• [任务要求]:
**a)** 这段geom_scatterpie摘录的末尾提到了ylim(0,25)和coord_equal()。请说明两者各自起什么作用,以及为什么coord_equal()可能不是最稳妥的选择。
**b)** 请把这段geom_scatterpie摘录从“杜雨 (2018) 采用scatterpie包的geom_scatterpie函数构建多个饼状图。”到“S5 = c(1,2,5,1,1,5,1,.5)”的部分重写一遍,把其中的“Dummy”一律替换为“XPos”。

5.5 geom_scatterpie()

杜雨 (2018) 采用scatterpie包的geom_scatterpie函数构建多个饼状图。

library(tidyverse)
library(scatterpie)
library(Cairo)
pie_data <- data.table::data.table(
    Year = 2004:2011,
    Dummy = seq(5,40,5),
    Data = rnorm(n = 8,mean = 10,sd = 5),
    S1 = c(1,1,3,1,2,3,4,2),
    S2 = c(1,1,2,1,2,2,2,1),
    S3 = c(1,1,3,1,4,3,4,1),
    S4 = c(1,1,5,1,5,5,2,.5),
    S5 = c(1,2,5,1,1,5,1,.5)
)
color1<-c("#FF2D2D","#F79646","#4BACC6","#FFC000","#92D050")
color2<-c("#17375E","#23538D","#558ED5","#8EB4E3","#C6D9F1")
pie_data %>%
    ggplot() +
    geom_line(aes(x=Dummy,y=Data,group=1),col="#085264",size=.8) +
    geom_scatterpie(data=pie_data,aes(x=Dummy,y=Data,r=Dummy/10),cols=colnames(pie_data)[4:8],color=NA) +
    # ylim(0,25)+
    scale_fill_manual(values=color1) +
    scale_x_continuous(breaks=pie_data$Dummy,labels=c(2004:2011)) +
    guides( fill=guide_legend(label.position ="top"))+
    theme(
        axis.title=element_blank(),
        legend.title=element_blank(),
        panel.background=element_blank(),
        axis.line=element_line(),
        axis.ticks=element_line(),
        legend.direction="horizontal",
        legend.position=c(0.15,0.9),
    ) +
    coord_equal()
  • ylim(0,25)的设置保持了圆不变成椭圆。
  • coord_equal()也可以完成这个目的,但是可能存在图例遮挡的情况。

• [列表条目]:
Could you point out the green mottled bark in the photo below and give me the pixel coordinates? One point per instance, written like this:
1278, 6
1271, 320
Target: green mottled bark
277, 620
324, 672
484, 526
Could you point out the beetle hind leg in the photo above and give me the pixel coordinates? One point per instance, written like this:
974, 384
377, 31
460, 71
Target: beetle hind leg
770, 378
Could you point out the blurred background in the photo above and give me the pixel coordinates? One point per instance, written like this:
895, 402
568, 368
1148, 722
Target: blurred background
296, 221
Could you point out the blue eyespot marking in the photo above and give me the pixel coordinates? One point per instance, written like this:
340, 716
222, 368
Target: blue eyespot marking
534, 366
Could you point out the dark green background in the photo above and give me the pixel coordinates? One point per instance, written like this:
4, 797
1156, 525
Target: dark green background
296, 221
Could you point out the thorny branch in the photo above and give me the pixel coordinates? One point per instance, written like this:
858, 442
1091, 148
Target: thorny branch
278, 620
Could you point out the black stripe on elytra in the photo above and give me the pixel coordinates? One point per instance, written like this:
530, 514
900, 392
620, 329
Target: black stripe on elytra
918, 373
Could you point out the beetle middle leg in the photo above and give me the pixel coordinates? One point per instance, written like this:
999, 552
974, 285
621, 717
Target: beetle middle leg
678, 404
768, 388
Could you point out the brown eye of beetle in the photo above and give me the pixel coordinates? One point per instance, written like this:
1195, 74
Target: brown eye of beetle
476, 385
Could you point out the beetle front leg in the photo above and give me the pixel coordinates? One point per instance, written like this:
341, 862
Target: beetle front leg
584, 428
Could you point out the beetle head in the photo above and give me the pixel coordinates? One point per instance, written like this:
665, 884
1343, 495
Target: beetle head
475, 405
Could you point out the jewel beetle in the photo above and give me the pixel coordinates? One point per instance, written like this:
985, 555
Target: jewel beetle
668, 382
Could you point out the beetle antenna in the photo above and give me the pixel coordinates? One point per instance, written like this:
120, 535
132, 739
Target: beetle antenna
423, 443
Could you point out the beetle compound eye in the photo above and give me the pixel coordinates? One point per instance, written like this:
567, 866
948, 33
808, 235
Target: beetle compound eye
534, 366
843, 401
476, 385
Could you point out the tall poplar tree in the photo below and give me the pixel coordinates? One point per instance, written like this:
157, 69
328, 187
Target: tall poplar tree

• [输出结果]:
**a)** ylim(0,25)的设置可以让饼图的圆不变成椭圆。coord_equal()也能达到同样的目的,但使用它时可能出现图例遮挡的情况。

**b)**
杜雨 (2018) 采用scatterpie包的geom_scatterpie函数构建多个饼状图。

library(tidyverse)
library(scatterpie)
library(Cairo)
pie_data <- data.table::data.table(
    Year = 2004:2011,
    XPos = seq(5,40,5),
    Data = rnorm(n = 8,mean = 10,sd = 5),
    S1 = c(1,1,3,1,2,3,4,2),
    S2 = c(1,1,2,1,2,2,2,1),
    S3 = c(1,1,3,1,4,3,4,1),
    S4 = c(1,1,5,1,5,5,2,.5),
    S5 = c(1,2,5,1,1,5,1,.5)